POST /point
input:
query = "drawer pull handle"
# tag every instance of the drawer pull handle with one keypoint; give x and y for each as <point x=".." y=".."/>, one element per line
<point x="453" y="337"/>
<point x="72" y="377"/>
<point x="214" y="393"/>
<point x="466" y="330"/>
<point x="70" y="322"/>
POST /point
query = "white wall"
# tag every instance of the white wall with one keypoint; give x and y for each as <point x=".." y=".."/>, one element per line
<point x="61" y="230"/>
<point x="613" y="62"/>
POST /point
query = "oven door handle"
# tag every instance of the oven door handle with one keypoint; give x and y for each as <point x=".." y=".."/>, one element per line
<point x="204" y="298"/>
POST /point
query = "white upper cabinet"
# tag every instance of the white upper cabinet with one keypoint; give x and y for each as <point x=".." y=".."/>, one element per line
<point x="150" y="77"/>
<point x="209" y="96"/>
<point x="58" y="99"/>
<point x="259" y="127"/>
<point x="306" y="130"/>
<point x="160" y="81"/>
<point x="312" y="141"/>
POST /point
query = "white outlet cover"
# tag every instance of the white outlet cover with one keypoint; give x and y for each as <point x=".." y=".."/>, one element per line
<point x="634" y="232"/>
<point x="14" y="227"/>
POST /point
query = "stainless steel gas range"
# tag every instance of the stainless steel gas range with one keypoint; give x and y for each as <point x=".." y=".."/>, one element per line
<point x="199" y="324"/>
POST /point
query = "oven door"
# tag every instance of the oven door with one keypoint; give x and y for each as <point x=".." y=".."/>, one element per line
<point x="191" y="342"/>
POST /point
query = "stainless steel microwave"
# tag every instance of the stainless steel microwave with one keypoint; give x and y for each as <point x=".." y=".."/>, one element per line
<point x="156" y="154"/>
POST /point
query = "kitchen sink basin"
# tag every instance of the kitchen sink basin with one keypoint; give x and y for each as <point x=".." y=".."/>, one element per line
* * * * * * * * *
(Exercise directions)
Retype, without any change, the lines from the one containing "# tag every instance of the white outlet" through the final line of the material above, and no others.

(Your solution)
# tag every instance of the white outlet cover with one keypoint; give x and y for each as <point x=".." y=".."/>, one element per line
<point x="634" y="232"/>
<point x="14" y="227"/>
POST /point
query = "stainless steel gas range"
# tag every instance of the stainless steel gas range with one keypoint; give x and y for each as <point x=".." y=".."/>, one element per line
<point x="199" y="324"/>
POST /point
query = "oven door"
# tag every instance of the oven door with one keypoint; give x and y for each as <point x=".." y=".."/>, one element per line
<point x="191" y="342"/>
POST /point
query = "stainless steel microwave"
# tag every instance of the stainless steel microwave with one keypoint; give x and y for each as <point x=".." y=".."/>, one element per line
<point x="156" y="154"/>
POST /point
query = "kitchen sink basin"
# tag every instance of the kitchen sink basin with one keypoint; give x and y for each as <point x=".." y=".."/>, one element per line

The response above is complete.